### Extrait du texte
En l‘espèce, la régie
savait que L.W. occupait l‘appartement. En effet, elle lui a écrit en
octobre 1996 à l‘adresse du logement pour lui demander de laisser des
entreprises accéder à "[son] appartement", et un mois plus tard pour lui
confirmer que "[ses] loyers" avaient bien été acquittés. Il résulte
également des relevés produits par l‘appelant qu‘il s‘acquittait
lui-même des loyers. Enfin, en décembre 1998, la régie a notifié
séparément à M.W. et à L.W. qu‘elle résiliait le bail pour le 31 juillet
1999.

### Données affichées
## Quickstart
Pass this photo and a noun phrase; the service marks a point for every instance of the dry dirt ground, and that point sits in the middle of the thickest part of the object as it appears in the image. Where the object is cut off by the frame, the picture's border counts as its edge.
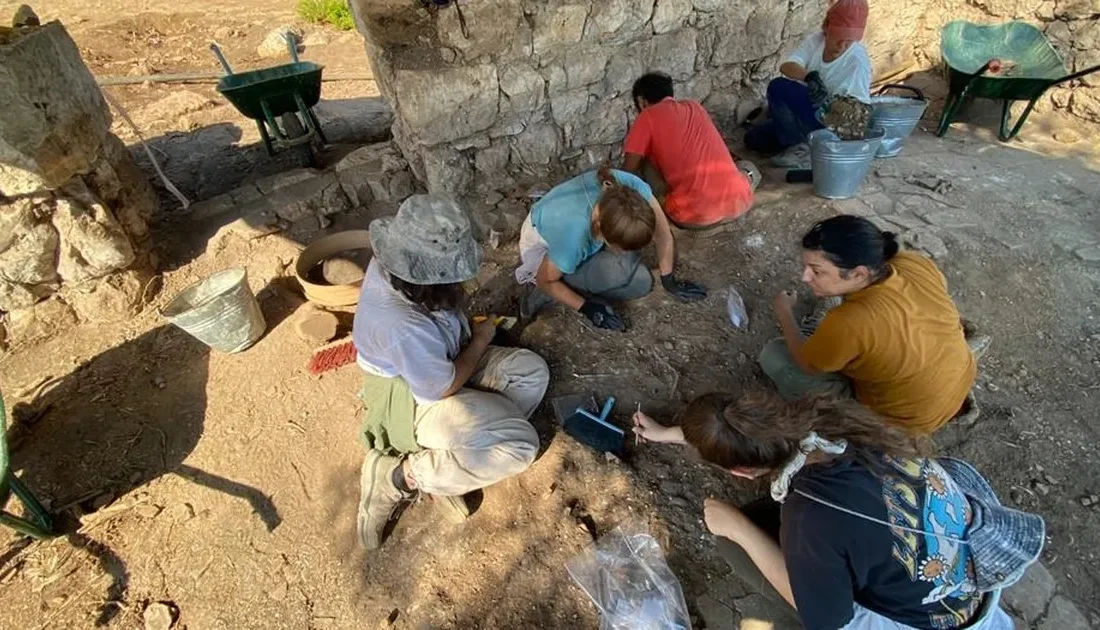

### Consigne 1
Répondez aux questions suivantes à partir de l'extrait du texte :
(a) En quel mois et quelle année la régie a-t-elle écrit à L.W. pour lui demander de laisser des entreprises accéder à l'appartement ?
(b) À qui la régie a-t-elle notifié la résiliation du bail en décembre 1998 ?
(c) Pour quelle date la résiliation du bail a-t-elle été prononcée ?
### Consigne 2
Relevez toutes les dates de l'extrait du texte qui comportent une année.

### Réponse rédigée 1
(a) En octobre 1996.
(b) Séparément à M.W. et à L.W.
(c) Pour le 31 juillet 1999.

### Réponse rédigée 2
octobre 1996 ; décembre 1998 ; 31 juillet 1999